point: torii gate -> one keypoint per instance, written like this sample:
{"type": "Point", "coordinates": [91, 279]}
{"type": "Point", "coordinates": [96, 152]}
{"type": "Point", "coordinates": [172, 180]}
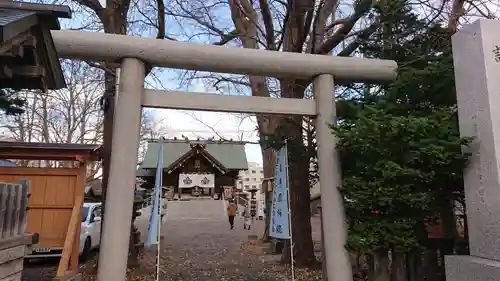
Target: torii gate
{"type": "Point", "coordinates": [134, 52]}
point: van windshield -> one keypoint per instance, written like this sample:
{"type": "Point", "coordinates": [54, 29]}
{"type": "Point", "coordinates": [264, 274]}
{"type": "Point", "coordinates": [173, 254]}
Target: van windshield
{"type": "Point", "coordinates": [85, 213]}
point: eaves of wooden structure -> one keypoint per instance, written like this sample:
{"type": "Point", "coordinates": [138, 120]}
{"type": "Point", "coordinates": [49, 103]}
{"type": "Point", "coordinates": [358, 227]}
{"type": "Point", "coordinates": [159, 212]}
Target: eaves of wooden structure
{"type": "Point", "coordinates": [28, 58]}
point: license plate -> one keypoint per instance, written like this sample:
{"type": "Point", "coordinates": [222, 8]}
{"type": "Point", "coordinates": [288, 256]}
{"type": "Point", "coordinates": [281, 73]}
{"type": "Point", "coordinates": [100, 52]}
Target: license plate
{"type": "Point", "coordinates": [41, 250]}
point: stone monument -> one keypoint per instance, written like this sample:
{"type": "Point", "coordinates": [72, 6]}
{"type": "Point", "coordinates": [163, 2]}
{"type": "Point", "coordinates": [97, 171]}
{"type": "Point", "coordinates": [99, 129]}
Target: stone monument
{"type": "Point", "coordinates": [476, 54]}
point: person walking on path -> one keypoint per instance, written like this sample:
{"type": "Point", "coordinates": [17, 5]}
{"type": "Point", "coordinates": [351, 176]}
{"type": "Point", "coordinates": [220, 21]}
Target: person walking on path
{"type": "Point", "coordinates": [248, 217]}
{"type": "Point", "coordinates": [231, 212]}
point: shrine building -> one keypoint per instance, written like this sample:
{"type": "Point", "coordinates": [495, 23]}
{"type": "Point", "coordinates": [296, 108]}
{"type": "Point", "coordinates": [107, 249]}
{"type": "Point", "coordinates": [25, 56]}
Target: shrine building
{"type": "Point", "coordinates": [195, 167]}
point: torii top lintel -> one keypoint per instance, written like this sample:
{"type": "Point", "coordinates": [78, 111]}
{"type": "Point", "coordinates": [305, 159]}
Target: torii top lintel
{"type": "Point", "coordinates": [97, 46]}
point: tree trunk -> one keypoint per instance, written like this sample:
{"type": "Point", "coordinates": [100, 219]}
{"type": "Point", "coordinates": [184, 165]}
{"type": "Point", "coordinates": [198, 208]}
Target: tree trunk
{"type": "Point", "coordinates": [268, 163]}
{"type": "Point", "coordinates": [381, 265]}
{"type": "Point", "coordinates": [398, 267]}
{"type": "Point", "coordinates": [298, 173]}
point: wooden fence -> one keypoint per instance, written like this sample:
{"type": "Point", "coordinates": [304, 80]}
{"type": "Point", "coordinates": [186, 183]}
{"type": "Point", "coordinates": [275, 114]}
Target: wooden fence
{"type": "Point", "coordinates": [13, 208]}
{"type": "Point", "coordinates": [13, 239]}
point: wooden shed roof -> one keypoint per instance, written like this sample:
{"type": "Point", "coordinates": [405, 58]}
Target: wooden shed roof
{"type": "Point", "coordinates": [28, 58]}
{"type": "Point", "coordinates": [48, 151]}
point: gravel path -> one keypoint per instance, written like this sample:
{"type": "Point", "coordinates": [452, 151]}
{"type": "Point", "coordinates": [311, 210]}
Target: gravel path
{"type": "Point", "coordinates": [198, 245]}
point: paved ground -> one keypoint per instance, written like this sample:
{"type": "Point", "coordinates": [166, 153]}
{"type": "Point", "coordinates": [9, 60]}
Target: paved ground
{"type": "Point", "coordinates": [199, 245]}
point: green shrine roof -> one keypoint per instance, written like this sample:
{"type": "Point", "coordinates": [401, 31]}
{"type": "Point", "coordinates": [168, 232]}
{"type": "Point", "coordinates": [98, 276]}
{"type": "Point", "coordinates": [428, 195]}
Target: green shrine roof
{"type": "Point", "coordinates": [229, 154]}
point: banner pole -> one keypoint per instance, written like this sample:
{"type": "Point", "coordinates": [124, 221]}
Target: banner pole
{"type": "Point", "coordinates": [292, 259]}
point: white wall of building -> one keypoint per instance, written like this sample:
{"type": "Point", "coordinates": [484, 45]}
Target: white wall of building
{"type": "Point", "coordinates": [252, 179]}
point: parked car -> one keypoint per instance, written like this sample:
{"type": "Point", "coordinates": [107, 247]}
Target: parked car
{"type": "Point", "coordinates": [89, 234]}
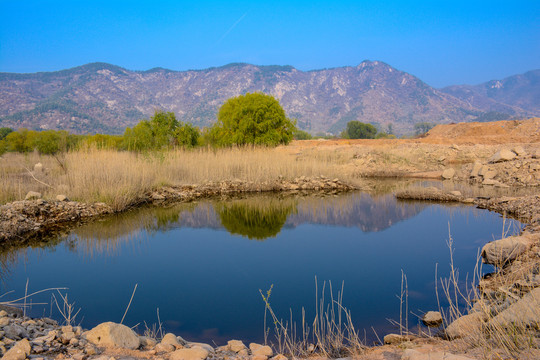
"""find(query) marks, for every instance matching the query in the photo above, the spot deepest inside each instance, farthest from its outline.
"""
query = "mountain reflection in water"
(256, 217)
(203, 263)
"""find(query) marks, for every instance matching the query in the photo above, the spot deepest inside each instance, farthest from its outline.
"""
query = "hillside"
(512, 95)
(101, 97)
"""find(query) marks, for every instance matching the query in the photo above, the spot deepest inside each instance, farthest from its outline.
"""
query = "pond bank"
(60, 343)
(23, 220)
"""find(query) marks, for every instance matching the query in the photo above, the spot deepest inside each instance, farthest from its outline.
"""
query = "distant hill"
(100, 97)
(514, 95)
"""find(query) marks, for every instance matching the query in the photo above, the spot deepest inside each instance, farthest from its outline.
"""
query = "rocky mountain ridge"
(100, 97)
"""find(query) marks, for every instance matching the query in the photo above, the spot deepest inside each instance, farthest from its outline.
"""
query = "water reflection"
(256, 218)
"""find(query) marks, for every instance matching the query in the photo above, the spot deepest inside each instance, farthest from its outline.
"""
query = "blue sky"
(441, 42)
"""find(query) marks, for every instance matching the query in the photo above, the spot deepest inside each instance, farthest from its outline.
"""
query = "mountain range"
(100, 97)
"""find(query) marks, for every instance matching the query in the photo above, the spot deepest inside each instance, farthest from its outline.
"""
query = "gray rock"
(19, 351)
(476, 169)
(466, 325)
(523, 313)
(32, 195)
(392, 339)
(519, 151)
(501, 251)
(432, 318)
(490, 174)
(203, 345)
(236, 345)
(170, 339)
(15, 332)
(110, 334)
(62, 198)
(261, 350)
(167, 348)
(194, 353)
(448, 173)
(502, 155)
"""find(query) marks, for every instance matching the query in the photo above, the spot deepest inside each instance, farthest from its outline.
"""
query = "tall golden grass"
(119, 178)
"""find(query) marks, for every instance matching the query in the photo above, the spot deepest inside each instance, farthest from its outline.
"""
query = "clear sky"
(441, 42)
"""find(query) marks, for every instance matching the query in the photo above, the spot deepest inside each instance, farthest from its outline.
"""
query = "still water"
(202, 264)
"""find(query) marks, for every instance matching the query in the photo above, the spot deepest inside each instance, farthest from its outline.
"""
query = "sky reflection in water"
(202, 264)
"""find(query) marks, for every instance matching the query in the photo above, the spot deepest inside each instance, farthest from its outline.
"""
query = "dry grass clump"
(491, 336)
(121, 178)
(331, 333)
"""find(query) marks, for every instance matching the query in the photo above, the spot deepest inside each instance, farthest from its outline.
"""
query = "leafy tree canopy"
(359, 130)
(252, 119)
(162, 131)
(4, 132)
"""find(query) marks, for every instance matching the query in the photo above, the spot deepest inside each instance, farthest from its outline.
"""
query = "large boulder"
(523, 313)
(502, 155)
(501, 251)
(466, 325)
(110, 334)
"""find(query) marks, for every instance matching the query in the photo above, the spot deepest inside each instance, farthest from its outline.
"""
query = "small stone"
(167, 348)
(519, 151)
(448, 173)
(195, 353)
(392, 339)
(476, 169)
(203, 345)
(432, 319)
(147, 342)
(465, 325)
(490, 174)
(502, 155)
(236, 345)
(170, 339)
(257, 349)
(32, 195)
(19, 351)
(62, 198)
(109, 334)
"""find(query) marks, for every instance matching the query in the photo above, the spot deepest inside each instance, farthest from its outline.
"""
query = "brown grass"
(119, 178)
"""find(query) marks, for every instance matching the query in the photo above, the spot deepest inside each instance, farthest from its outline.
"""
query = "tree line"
(250, 119)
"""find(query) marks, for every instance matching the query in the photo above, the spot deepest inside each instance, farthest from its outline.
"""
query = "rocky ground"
(35, 217)
(502, 320)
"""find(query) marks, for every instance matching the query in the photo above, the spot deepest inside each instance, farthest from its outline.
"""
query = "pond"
(202, 264)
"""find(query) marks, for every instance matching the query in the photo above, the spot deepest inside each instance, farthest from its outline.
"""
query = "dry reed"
(120, 178)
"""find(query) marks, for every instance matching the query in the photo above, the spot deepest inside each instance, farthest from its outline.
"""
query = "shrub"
(359, 130)
(252, 119)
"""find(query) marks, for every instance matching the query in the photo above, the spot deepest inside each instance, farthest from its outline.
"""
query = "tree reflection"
(257, 218)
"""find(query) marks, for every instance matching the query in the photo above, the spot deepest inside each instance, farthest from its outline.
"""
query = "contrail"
(231, 28)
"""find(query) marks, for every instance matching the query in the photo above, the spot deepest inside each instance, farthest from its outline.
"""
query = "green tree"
(162, 131)
(302, 135)
(422, 127)
(187, 135)
(252, 119)
(4, 132)
(20, 141)
(359, 130)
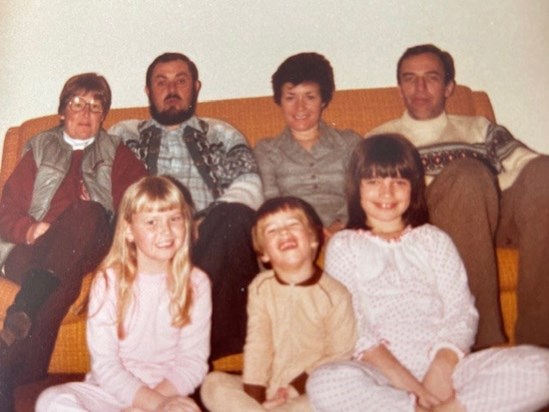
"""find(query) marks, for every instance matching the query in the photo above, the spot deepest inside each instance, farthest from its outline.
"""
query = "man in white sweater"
(485, 189)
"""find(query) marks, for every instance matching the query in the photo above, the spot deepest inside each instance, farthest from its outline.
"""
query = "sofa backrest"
(257, 117)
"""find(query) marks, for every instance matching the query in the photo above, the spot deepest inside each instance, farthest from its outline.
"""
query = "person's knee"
(236, 212)
(469, 173)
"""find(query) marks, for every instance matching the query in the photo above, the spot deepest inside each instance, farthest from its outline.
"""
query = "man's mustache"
(172, 96)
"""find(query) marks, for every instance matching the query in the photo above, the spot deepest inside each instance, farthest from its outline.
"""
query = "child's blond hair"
(304, 212)
(150, 194)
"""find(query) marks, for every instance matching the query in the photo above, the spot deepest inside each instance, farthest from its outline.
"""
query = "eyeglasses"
(77, 104)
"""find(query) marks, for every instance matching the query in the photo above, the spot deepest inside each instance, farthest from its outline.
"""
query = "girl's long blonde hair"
(150, 194)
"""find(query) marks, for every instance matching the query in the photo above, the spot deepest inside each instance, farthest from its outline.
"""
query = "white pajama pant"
(498, 379)
(77, 396)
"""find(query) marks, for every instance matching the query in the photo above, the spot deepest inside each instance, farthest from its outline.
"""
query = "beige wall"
(500, 46)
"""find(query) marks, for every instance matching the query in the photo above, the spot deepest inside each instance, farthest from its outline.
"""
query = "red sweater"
(17, 193)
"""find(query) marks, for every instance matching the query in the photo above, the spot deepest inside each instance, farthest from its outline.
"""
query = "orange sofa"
(256, 117)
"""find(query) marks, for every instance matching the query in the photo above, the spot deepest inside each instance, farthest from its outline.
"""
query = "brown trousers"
(464, 200)
(73, 246)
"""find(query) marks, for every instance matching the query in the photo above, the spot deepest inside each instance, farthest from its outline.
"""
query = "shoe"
(16, 327)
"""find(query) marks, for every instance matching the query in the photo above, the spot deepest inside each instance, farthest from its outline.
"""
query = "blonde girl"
(149, 316)
(416, 316)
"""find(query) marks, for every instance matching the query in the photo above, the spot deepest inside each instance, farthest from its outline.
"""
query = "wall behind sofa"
(500, 46)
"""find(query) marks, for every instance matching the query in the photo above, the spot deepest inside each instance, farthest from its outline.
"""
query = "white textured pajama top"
(410, 293)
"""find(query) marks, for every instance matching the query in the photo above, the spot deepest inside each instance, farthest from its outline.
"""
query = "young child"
(416, 317)
(298, 316)
(148, 325)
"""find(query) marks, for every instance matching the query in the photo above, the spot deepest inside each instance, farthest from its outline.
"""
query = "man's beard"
(172, 116)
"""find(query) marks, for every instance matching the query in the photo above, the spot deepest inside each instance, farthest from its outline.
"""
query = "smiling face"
(288, 243)
(384, 200)
(82, 124)
(422, 87)
(172, 92)
(157, 236)
(302, 106)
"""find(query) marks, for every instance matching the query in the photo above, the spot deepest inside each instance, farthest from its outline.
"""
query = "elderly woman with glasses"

━━━

** Written exercise **
Copy the lines above word for word, from the first one down to and including the line containing "Target: torii gate", and leave out the pictures.

** Task output **
point: torii gate -> one keypoint per instance, written like this sample:
{"type": "Point", "coordinates": [91, 279]}
{"type": "Point", "coordinates": [96, 152]}
{"type": "Point", "coordinates": [172, 180]}
Target: torii gate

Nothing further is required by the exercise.